REQUIRED TASK A
Duplicate everything in the case excerpt from "KLOSTERMAN BAKING COMPANY" down to "CASE IN FULL.".
REQUIRED TASK B
How many lines of the rows contain the string "iced"? Reply with the number only.

-- Start of SOURCE TEXT --

CURTIS BYKES, WILLIE MAY
CHAPMAN, JEFFREY COLLINS, HAROLD
CUSHARD, KEITH DIMARIO, JAMES
DOOLAN, FLOYD FANCHER, TIM
FULLER, RICHARD FURNISH,
FREDRICK GULLETT, LEE HEIL, SAMUEL
HICKS, ROSCOE HUNTER, LARRY
INDERHEES, STEVE JENKINS,
MAURICE JOHNSON, TERESA
JOHNSON, JIM JONES, LARRY JONES,
MARK KLOSTERMAN, CHRIS KUHN,
SAMUEL LATHAM, THOMAS LAWSON,
DENNIS LITTLE, CAROLYN
LUCKEY, GERALD McINTOSH, GENO MEYER,
GARY MILLER, LARRY MOATS,
ESTEL MURRAY, KENNETH PARRISH,
PAUL PENNINGTON, ANNE
PENNINGTON, RICK ROMANS, RICK
SCHUSTER, CAROL SICKLER, GREG
SOMMER, HOMER TRAMMELL, CLIFF
TRIPPLETT, MONROE
TURNER, TERRY VANDERVER, RALPH WEST, JIM
WILSON,
LELIA WINKLER, BAKERY, CONFECTIONERY AND TOBACCO
WORKERS,
Plaintiffs-Appellants,
vs.
KLOSTERMAN BAKING COMPANY and
ADMINISTRATOR, OHIO BUREAU
OF
EMPLOYMENT SERVICES,
Defendants-Appellees.
APPEAL No. C-950721
COURT OF APPEALS OF OHIO, FIRST APPELLATE DISTRICT, HAMILTON
COUNTY
1996 Ohio App. LEXIS 3385
August 14, 1996, Date Of Judgment Entry On Appeal
CASE STATUS: THESE ARE NOT OFFICIAL
HEADNOTES OR SYLLABI AND ARE NEITHER APPROVED IN ADVANCE NOR
ENDORSED BY THE COURT. PLEASE REVIEW THE CASE IN FULL.
Civil Appeal From: Hamilton County
Court of Common Pleas. TRIAL NO. A-9500337.
HEADNOTE
UNEMPLOYMENT COMPENSATION
SYLLABUS
In the judicial review of an unemployment compensation case, the
court of appeals must review the entire record without giving any
deference to the findings of the trial court; the administrative
decision should not be disturbed unless it is unlawful,
unreasonable, or against the manifest weight of the evidence.
When a work stoppage is due to a lockout, employees are entitled
to unemployment compensation; when, however, a work stoppage is due
to a labor dispute other than a lockout, there is no right to
unemployment compensation benefits.
To determine whether a work stoppage is due to a strike or a
lockout, the status quo test is to be applied; under this test, the
administrator and board must determine which side, union or
management, first refused to continue operations under the status
quo after the contract had expired but while negotiations were
ongoing.
In the application of the status quo test, the reason why an
employer does not agree to an extension of the status quo is
irrelevant.
When union members voluntarily worked for a period of time under
a unilaterally implemented employer proposal, in the absence of any
negotiations for a new agreement, there was, in law, no newly
created status quo for the purpose of determining whether a
subsequent work stoppage amounted to a lockout.

-- End of SOURCE TEXT --
-- Start of RECORDS FOR THE EXERCISE --

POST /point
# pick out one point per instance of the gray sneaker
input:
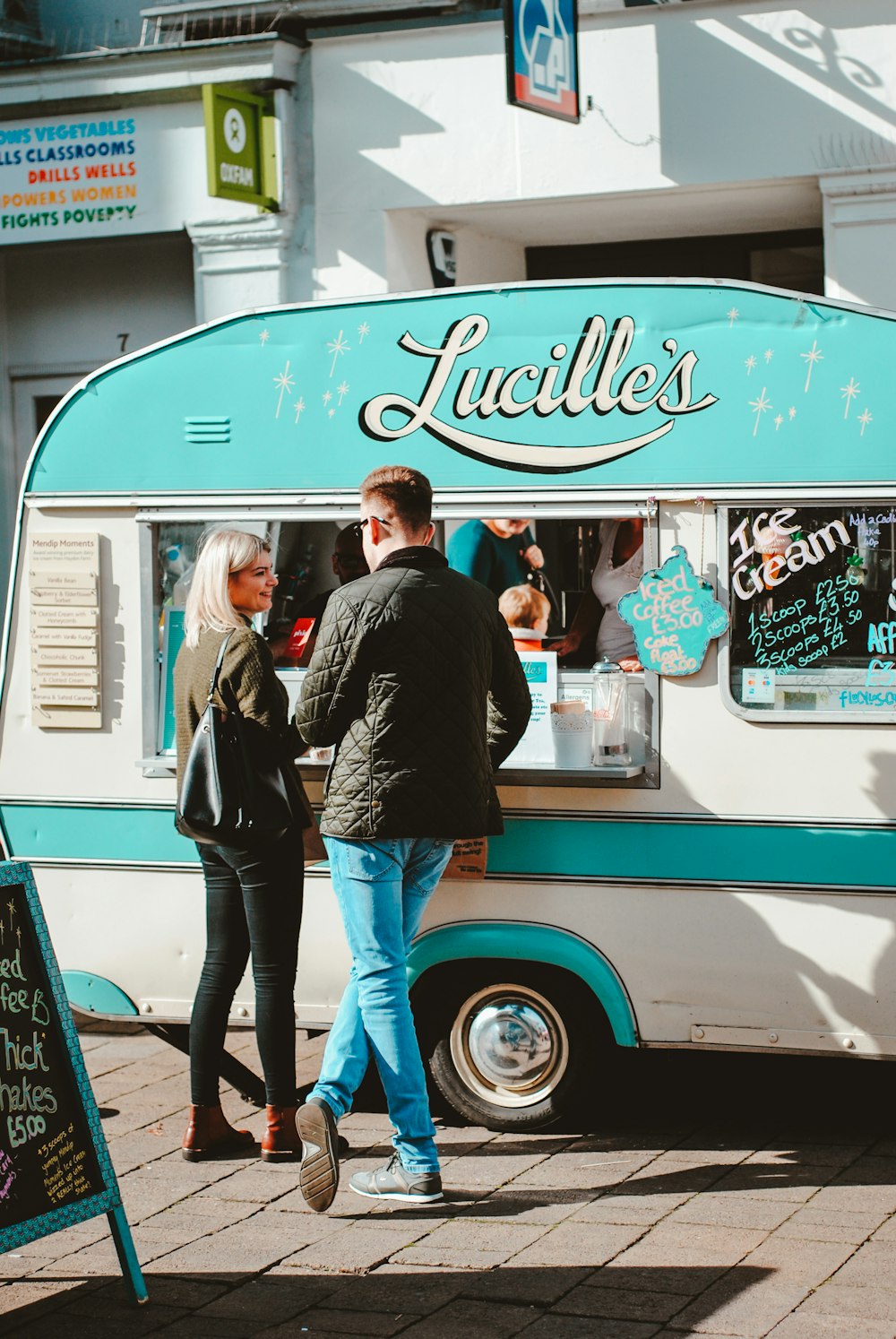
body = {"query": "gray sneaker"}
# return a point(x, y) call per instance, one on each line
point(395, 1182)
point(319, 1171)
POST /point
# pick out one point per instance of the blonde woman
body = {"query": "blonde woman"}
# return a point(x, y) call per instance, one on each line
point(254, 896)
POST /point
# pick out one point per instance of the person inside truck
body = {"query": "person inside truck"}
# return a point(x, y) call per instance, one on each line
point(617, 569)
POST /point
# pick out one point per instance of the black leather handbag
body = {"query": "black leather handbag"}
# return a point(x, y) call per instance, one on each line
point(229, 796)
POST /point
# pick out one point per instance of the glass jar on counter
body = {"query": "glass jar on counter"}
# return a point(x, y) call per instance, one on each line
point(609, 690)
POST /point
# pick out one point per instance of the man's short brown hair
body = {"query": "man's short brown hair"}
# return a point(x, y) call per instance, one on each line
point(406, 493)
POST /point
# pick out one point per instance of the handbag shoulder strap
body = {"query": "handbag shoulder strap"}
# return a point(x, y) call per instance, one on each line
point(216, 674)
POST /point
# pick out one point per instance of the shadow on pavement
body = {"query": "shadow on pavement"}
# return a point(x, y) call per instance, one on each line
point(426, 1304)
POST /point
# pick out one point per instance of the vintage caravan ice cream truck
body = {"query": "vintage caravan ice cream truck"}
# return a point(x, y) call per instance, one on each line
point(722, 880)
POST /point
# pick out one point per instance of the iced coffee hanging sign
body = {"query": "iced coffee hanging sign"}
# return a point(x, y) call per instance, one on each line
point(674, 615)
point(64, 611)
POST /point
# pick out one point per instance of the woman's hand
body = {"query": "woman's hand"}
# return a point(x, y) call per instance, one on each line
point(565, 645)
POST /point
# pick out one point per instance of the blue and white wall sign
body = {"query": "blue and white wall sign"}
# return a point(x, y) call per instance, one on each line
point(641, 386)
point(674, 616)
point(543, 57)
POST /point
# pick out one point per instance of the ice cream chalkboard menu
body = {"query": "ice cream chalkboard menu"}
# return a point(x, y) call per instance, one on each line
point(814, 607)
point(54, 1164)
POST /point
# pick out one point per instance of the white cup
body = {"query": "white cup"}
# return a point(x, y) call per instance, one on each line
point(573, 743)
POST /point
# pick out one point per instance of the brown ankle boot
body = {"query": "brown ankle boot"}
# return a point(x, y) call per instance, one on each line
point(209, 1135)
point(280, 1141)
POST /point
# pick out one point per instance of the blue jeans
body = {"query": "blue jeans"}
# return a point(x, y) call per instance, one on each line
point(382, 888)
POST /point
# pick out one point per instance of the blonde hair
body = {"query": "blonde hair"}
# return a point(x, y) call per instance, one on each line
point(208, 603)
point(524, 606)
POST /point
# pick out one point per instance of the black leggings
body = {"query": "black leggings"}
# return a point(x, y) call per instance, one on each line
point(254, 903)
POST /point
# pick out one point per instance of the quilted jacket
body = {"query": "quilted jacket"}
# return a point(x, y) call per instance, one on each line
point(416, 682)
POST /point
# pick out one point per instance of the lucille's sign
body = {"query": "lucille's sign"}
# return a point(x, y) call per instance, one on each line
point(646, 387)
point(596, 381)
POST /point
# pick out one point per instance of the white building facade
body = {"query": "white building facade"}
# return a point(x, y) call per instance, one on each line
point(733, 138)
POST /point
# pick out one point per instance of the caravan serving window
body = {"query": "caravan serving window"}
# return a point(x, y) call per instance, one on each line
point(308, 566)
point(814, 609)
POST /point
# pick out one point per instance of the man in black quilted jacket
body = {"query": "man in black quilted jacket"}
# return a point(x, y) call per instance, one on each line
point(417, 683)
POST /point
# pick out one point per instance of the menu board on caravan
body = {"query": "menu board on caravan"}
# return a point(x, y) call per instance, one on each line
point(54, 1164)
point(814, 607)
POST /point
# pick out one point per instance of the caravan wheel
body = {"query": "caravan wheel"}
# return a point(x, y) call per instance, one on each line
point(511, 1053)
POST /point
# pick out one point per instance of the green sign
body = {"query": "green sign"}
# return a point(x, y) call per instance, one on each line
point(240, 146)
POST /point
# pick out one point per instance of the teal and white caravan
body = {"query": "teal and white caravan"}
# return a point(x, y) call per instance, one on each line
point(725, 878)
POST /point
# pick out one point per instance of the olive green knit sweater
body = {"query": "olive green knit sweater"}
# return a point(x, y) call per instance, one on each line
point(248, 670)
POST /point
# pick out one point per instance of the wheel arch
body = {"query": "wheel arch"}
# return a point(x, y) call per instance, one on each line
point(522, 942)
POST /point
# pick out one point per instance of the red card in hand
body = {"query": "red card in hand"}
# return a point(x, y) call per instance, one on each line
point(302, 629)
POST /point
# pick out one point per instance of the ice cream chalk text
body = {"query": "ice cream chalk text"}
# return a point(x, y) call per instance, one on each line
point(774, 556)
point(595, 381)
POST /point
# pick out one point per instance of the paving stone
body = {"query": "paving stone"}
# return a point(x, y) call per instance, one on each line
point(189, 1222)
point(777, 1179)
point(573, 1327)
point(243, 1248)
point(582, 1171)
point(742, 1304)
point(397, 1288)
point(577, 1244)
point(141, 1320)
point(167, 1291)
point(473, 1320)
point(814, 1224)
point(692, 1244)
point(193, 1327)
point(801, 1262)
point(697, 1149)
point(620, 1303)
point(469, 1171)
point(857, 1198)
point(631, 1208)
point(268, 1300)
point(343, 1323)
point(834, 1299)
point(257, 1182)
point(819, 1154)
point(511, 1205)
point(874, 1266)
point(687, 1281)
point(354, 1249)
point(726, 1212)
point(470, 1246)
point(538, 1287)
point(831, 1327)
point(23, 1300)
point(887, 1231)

-- End of RECORDS FOR THE EXERCISE --

FULL OUTPUT A
KLOSTERMAN BAKING COMPANY and
ADMINISTRATOR, OHIO BUREAU
OF
EMPLOYMENT SERVICES,
Defendants-Appellees.
APPEAL No. C-950721
COURT OF APPEALS OF OHIO, FIRST APPELLATE DISTRICT, HAMILTON
COUNTY
1996 Ohio App. LEXIS 3385
August 14, 1996, Date Of Judgment Entry On Appeal
CASE STATUS: THESE ARE NOT OFFICIAL
HEADNOTES OR SYLLABI AND ARE NEITHER APPROVED IN ADVANCE NOR
ENDORSED BY THE COURT. PLEASE REVIEW THE CASE IN FULL.

FULL OUTPUT B
2